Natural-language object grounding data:
BEGIN

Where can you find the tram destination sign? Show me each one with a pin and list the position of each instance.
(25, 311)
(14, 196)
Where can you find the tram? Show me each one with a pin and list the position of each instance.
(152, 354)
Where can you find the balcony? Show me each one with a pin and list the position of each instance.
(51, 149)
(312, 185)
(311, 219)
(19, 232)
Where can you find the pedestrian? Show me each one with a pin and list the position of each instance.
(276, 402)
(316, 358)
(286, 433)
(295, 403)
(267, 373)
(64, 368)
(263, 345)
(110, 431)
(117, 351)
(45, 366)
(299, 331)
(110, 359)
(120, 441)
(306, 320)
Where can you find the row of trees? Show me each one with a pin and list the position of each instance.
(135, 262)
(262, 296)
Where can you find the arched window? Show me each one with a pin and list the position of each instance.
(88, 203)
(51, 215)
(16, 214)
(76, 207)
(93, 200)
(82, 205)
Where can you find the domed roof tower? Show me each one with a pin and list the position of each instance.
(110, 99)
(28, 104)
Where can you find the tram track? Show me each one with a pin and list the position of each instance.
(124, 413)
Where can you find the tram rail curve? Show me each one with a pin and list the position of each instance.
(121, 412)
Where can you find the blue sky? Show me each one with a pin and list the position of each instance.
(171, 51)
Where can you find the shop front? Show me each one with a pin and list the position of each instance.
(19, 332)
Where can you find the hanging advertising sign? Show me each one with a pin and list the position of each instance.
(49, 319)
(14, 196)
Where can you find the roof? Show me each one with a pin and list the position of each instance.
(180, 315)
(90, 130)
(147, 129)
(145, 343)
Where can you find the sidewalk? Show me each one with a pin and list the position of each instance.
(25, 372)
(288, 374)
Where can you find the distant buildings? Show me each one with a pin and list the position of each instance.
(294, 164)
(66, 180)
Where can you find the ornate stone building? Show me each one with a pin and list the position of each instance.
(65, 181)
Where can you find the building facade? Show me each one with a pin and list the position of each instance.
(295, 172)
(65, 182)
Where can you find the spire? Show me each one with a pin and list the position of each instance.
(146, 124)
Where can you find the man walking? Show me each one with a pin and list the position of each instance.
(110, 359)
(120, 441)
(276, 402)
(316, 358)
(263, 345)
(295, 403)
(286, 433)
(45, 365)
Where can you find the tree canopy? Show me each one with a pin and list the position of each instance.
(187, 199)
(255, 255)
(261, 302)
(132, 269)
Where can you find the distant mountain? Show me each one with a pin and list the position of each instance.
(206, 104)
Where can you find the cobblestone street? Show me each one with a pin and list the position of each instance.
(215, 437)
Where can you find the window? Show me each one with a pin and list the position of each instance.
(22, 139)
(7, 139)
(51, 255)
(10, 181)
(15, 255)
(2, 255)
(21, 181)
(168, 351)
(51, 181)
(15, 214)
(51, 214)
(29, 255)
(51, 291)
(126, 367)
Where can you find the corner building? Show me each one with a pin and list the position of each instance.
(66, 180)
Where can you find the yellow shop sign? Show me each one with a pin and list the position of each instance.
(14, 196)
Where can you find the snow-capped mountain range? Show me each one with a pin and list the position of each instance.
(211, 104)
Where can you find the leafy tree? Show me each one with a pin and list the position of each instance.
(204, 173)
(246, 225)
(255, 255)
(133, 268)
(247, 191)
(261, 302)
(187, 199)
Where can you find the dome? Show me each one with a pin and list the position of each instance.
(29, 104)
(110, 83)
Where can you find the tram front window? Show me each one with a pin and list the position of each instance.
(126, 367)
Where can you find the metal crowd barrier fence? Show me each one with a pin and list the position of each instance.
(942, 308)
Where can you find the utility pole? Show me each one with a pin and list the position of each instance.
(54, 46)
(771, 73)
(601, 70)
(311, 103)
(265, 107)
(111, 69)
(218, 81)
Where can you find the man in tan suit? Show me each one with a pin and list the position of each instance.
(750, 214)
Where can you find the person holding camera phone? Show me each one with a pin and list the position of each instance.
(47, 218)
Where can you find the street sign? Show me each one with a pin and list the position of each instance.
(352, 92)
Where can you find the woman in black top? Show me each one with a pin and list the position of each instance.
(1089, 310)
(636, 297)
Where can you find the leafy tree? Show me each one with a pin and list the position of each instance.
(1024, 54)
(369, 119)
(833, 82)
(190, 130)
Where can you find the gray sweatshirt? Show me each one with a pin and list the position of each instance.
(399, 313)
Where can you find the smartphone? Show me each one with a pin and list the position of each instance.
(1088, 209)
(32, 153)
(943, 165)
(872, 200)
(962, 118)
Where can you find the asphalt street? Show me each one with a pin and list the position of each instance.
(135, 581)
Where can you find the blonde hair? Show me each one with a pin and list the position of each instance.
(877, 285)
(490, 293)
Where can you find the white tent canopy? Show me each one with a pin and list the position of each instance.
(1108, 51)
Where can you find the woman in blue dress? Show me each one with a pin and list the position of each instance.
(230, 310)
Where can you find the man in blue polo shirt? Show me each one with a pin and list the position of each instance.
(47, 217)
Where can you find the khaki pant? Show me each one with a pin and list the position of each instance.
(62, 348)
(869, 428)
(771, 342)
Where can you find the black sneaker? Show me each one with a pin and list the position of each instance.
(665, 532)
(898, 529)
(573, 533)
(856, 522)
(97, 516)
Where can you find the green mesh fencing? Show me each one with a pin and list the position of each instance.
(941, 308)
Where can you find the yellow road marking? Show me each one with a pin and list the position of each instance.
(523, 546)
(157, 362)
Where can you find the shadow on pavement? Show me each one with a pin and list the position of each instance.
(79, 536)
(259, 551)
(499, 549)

END

Try it:
Transcribe each of the records above exactly.

Result below:
Where can you find the tram destination sign? Show me each one with a pin and list the position of each instance.
(25, 311)
(14, 196)
Where can you find the tram? Show me each one with a pin and list the position of each instance.
(152, 354)
Where can you find the balcony? Show me each one with a pin and list the position of each instance.
(51, 149)
(312, 185)
(311, 219)
(19, 232)
Where can you find the pedestrian? Show me each one with a pin and list the position of each instance.
(276, 402)
(316, 358)
(286, 433)
(295, 403)
(267, 373)
(64, 368)
(263, 345)
(110, 431)
(117, 351)
(45, 366)
(299, 331)
(110, 359)
(120, 441)
(306, 320)
Where can you find the row of trees? Show me each one with a pin and list the position of each instance.
(135, 262)
(262, 296)
Where can you find the arched window? Show me each one with a pin and list the position of each instance.
(88, 203)
(51, 215)
(16, 214)
(76, 207)
(93, 200)
(82, 205)
Where can you find the domed roof tower? Show me each one with a pin and list the position of each instance.
(110, 99)
(28, 104)
Where can you find the tram track? Show me each one with a pin and list the position of each instance.
(124, 413)
Where can you find the tram rail curve? Show me each one with a pin and list the position of each instance.
(121, 412)
Where can you find the blue sky? Show me each one with a pin and list the position of each instance.
(171, 51)
Where can you find the shop front? Show me each one with a pin and list the position of each instance.
(19, 332)
Where can you find the hanging advertising sign? Show me each one with a pin and list the position of each instance.
(49, 319)
(14, 196)
Where can you find the roof? Show me each one with a pin and list the position of each instance.
(180, 315)
(90, 130)
(147, 129)
(145, 343)
Where can you find the sidewalk? Show me each one with a pin and list the position of each instance.
(25, 372)
(288, 374)
Where can you find the distant buildings? Show me each one with a pin and list the position of each instance.
(294, 164)
(66, 180)
Where can you find the ornate stone building? Show me each one with a pin and list the position of each instance.
(65, 181)
Where can you find the building facade? Show me each one with a pin and list the position of each instance.
(295, 172)
(65, 182)
Where can you find the spire? Show me each one with a pin and list the position of each instance.
(146, 124)
Where can you find the man walking? Show me each one with a pin and list the position of each instance.
(110, 359)
(120, 441)
(276, 402)
(316, 358)
(263, 345)
(295, 403)
(286, 433)
(45, 365)
Where can you find the tree canopy? Show me each one with a pin and list the position of each instance.
(187, 199)
(255, 255)
(261, 302)
(132, 269)
Where can you find the distant mountain? Show me each one with a pin and list the position of each instance.
(206, 104)
Where can you find the cobblestone street? Show me each one with a pin and list the position of each instance.
(215, 437)
Where can you find the window? Show me each one with a pin and list the position of each instance.
(22, 139)
(7, 139)
(51, 255)
(10, 181)
(15, 255)
(2, 255)
(21, 181)
(168, 351)
(51, 181)
(15, 214)
(51, 214)
(29, 255)
(51, 291)
(126, 367)
Where can you find the corner building? Show me each one with a pin and list the position of each instance.
(66, 180)
Where can you find the yellow shop sign? Show me each one with a pin and list the position of each instance.
(14, 196)
Where can you find the snow-capped mountain range? Show me each one with a pin and list the position of each instance.
(211, 104)
Where can you find the leafy tree? Show me each one with a pin and list the position of each instance.
(204, 173)
(246, 225)
(255, 255)
(133, 268)
(247, 191)
(261, 302)
(187, 199)
Where can you find the dome? Show me each one with a pin and list the position of each instance.
(29, 104)
(110, 83)
Where can you find the tram front window? Show me each one with a pin and list the position of each instance.
(126, 367)
Where can you find the metal crowd barrier fence? Show me each one with a pin and list the position of each instance.
(942, 308)
Where can you find the utility pole? Show me each one with a pin and list the position of each instance.
(54, 46)
(771, 73)
(601, 70)
(311, 103)
(265, 107)
(111, 69)
(218, 81)
Where can you find the man in tan suit? Show me each one with a pin and list the position of each instance.
(750, 214)
Where can you find the person holding camera phone? Show me each one with a pin and list the position of each instance.
(47, 218)
Where can you find the street sign? Show me each one with a pin and list the position of each instance.
(352, 92)
Where can you find the woman in black top? Show me each one with a pin and list the position of each instance.
(1089, 310)
(636, 297)
Where can you find the leafy tree? Show me each one with a pin and list the position of each instance.
(1024, 54)
(369, 119)
(833, 82)
(190, 130)
Where can you find the gray sweatshirt? Show me each one with a pin and list the position of each instance.
(399, 313)
Where can you find the smartphone? Show me each one with a pin and list the position of each instance.
(1088, 209)
(32, 153)
(943, 165)
(872, 200)
(962, 118)
Where can you find the asphalt street? Show me each one with a pin and list the position of each instance.
(135, 581)
Where can you find the blonde hair? Show me each one with a pin and list the position of each instance.
(877, 285)
(490, 293)
Where can you find the white tent canopy? Show me each one with a pin and list the position of each instance.
(1108, 51)
Where can you find the woman in blue dress? Show me each one with a pin and list the position of each instance.
(230, 310)
Where can you find the man in blue polo shirt? Show me each one with a pin and list the position of each instance.
(47, 217)
Where can you find the khaki pant? Show me each one with a pin and list the position of each instance.
(62, 348)
(869, 428)
(771, 342)
Where can you find the black sneaker? Show me each one with a pin and list the position of each instance.
(665, 532)
(898, 529)
(573, 533)
(856, 522)
(97, 516)
Where can you find the green mesh fencing? Show me each one with a pin and list the position of each instance.
(941, 308)
Where can you find the yellow road marking? Show me each one with a pin and list the position of each instance.
(523, 546)
(157, 362)
Where can you find the shadow on pavement? Show me each one with a pin and list the position of each instance.
(79, 536)
(259, 551)
(499, 549)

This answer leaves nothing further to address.